(What the task asks)
Each line from the one containing "point: ceiling fan light fixture" to the end of the records below should be restated word for word; please leave out all other lines.

Stored entries

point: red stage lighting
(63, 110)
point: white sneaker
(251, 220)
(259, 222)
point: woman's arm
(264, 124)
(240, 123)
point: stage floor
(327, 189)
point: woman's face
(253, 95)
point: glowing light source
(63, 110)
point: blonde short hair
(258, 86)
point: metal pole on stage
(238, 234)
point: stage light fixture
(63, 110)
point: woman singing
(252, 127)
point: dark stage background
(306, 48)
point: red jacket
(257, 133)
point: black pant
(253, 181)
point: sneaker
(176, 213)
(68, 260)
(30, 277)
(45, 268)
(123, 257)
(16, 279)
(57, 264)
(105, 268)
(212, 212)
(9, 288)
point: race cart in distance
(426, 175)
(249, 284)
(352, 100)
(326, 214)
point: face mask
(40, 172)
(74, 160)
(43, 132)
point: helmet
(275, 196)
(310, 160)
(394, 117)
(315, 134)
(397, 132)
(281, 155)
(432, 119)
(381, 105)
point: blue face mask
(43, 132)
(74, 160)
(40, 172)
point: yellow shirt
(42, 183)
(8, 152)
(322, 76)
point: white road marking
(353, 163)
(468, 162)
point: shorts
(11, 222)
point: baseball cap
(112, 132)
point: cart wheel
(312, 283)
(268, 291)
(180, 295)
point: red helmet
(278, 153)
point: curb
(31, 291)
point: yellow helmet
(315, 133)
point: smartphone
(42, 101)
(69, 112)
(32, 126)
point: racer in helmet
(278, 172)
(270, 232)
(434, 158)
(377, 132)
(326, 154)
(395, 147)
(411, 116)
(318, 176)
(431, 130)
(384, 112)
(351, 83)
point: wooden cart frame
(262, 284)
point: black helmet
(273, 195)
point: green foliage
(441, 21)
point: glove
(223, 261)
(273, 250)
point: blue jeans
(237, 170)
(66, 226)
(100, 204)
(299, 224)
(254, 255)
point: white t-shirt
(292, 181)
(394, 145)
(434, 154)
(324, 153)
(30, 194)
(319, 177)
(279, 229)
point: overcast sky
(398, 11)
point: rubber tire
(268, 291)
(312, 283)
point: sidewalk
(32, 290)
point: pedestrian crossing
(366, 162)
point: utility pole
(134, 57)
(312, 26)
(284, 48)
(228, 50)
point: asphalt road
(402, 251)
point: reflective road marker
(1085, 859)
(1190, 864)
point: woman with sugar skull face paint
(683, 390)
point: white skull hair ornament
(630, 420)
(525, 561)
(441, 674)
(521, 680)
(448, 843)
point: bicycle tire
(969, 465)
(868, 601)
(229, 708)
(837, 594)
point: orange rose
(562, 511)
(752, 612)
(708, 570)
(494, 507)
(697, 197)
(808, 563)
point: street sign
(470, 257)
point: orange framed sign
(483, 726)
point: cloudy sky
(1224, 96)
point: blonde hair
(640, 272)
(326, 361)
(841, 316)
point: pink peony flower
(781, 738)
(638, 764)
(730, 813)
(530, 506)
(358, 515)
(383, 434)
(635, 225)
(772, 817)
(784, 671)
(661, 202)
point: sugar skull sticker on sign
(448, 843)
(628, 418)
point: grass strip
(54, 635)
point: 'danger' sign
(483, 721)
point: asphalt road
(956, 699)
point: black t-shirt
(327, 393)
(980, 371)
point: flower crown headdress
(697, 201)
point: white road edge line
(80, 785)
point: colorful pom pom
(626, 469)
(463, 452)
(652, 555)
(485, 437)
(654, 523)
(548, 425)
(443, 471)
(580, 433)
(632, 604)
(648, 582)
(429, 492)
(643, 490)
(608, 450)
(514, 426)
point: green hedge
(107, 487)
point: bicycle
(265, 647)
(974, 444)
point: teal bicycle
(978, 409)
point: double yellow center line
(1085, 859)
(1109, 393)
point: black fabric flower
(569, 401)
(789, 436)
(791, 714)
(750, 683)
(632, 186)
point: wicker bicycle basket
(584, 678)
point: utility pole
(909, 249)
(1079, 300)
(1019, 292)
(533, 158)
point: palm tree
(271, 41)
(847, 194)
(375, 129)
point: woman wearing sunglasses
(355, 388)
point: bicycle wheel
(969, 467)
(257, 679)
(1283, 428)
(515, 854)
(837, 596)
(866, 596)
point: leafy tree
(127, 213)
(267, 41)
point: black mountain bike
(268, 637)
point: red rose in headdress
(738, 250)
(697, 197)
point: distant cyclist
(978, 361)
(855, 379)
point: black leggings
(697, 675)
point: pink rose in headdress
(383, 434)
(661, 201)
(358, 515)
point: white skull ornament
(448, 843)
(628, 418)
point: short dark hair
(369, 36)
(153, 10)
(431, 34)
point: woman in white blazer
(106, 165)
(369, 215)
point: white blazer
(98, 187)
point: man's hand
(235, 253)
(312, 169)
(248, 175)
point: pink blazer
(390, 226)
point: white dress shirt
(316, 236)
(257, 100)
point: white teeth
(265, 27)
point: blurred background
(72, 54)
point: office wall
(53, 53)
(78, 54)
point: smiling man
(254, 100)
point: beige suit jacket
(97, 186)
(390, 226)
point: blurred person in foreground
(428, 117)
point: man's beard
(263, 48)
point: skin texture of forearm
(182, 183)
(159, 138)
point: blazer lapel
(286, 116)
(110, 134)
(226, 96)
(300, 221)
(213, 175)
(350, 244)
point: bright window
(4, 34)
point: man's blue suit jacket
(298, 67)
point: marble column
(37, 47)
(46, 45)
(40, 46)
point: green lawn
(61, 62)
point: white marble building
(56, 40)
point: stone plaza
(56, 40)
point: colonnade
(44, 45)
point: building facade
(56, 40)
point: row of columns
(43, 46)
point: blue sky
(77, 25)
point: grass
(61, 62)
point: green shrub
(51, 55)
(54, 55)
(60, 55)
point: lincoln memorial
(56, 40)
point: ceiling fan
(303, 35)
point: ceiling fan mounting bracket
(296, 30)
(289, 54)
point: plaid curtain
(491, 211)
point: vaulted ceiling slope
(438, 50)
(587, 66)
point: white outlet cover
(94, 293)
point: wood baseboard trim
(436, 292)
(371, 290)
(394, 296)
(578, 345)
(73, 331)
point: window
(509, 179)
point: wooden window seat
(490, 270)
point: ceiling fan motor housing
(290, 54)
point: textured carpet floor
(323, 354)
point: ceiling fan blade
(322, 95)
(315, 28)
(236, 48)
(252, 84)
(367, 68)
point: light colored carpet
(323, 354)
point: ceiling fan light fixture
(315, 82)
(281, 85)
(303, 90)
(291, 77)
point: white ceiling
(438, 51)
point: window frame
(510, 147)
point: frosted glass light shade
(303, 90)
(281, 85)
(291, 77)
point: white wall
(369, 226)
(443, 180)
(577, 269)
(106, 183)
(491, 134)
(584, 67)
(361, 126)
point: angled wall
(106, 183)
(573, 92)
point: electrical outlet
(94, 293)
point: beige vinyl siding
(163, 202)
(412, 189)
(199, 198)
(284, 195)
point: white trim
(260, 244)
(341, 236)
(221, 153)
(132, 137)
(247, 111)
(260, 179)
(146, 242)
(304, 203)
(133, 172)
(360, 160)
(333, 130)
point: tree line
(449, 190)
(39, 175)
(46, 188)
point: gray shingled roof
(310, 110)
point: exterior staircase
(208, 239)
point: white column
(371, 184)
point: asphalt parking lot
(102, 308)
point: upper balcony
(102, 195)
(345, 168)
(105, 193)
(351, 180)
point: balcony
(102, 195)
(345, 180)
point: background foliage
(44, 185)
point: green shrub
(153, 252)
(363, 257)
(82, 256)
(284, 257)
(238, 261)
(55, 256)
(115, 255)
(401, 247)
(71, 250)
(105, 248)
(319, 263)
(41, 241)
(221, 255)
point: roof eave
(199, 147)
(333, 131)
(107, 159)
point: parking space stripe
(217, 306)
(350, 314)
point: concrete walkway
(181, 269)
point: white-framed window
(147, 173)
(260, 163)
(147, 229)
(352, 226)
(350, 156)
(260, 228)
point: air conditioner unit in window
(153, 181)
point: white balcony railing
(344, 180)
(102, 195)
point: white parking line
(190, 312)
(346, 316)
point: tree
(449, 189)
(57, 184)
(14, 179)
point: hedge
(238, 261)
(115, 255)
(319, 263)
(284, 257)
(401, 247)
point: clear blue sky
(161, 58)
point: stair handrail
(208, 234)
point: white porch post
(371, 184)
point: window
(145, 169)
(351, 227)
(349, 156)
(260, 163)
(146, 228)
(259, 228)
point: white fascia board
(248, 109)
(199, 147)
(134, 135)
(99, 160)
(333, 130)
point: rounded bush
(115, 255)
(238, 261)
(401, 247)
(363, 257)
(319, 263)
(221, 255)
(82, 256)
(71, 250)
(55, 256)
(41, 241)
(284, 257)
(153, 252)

(Response)
point: ceiling fan light fixture
(315, 82)
(281, 85)
(303, 90)
(291, 77)
point: white ceiling
(438, 51)
point: window frame
(510, 147)
point: frosted glass light shade
(303, 90)
(281, 85)
(291, 77)
point: white wall
(369, 226)
(443, 180)
(577, 269)
(106, 183)
(491, 134)
(584, 67)
(361, 126)
point: angled wall
(106, 183)
(573, 92)
point: electrical outlet
(94, 293)
point: beige vinyl siding
(163, 202)
(412, 189)
(199, 198)
(284, 195)
point: white trim
(260, 244)
(341, 236)
(221, 153)
(132, 137)
(247, 111)
(260, 179)
(146, 242)
(304, 203)
(133, 172)
(360, 160)
(333, 130)
point: tree line
(449, 190)
(39, 175)
(46, 188)
point: gray shingled roof
(310, 110)
point: exterior staircase
(208, 239)
point: white column
(371, 184)
point: asphalt parking lot
(102, 308)
point: upper balcony
(102, 195)
(345, 168)
(105, 193)
(351, 180)
point: balcony
(102, 195)
(345, 180)
point: background foliage
(44, 185)
point: green shrub
(153, 252)
(363, 257)
(82, 256)
(284, 257)
(238, 261)
(55, 256)
(115, 255)
(401, 247)
(71, 250)
(105, 248)
(319, 263)
(41, 241)
(221, 255)
point: roof eave
(199, 147)
(333, 131)
(107, 159)
point: parking space stripe
(217, 306)
(350, 314)
point: concrete walkway
(181, 269)
point: white-framed window
(147, 173)
(260, 163)
(147, 229)
(352, 226)
(350, 156)
(260, 228)
point: air conditioner unit in window
(153, 181)
point: white balcony railing
(344, 180)
(102, 195)
point: white parking line
(190, 312)
(346, 316)
point: tree
(449, 189)
(57, 184)
(14, 179)
point: hedge
(238, 261)
(115, 255)
(319, 263)
(284, 257)
(401, 247)
point: clear blue sky
(161, 58)
point: stair handrail
(208, 234)
point: white porch post
(371, 184)
point: window
(145, 169)
(351, 227)
(349, 156)
(260, 163)
(146, 228)
(259, 228)
point: white fascia board
(248, 109)
(199, 147)
(134, 135)
(99, 160)
(333, 130)
point: rounded bush
(115, 255)
(238, 261)
(401, 247)
(363, 257)
(319, 263)
(221, 255)
(82, 256)
(71, 250)
(55, 256)
(41, 241)
(284, 257)
(153, 252)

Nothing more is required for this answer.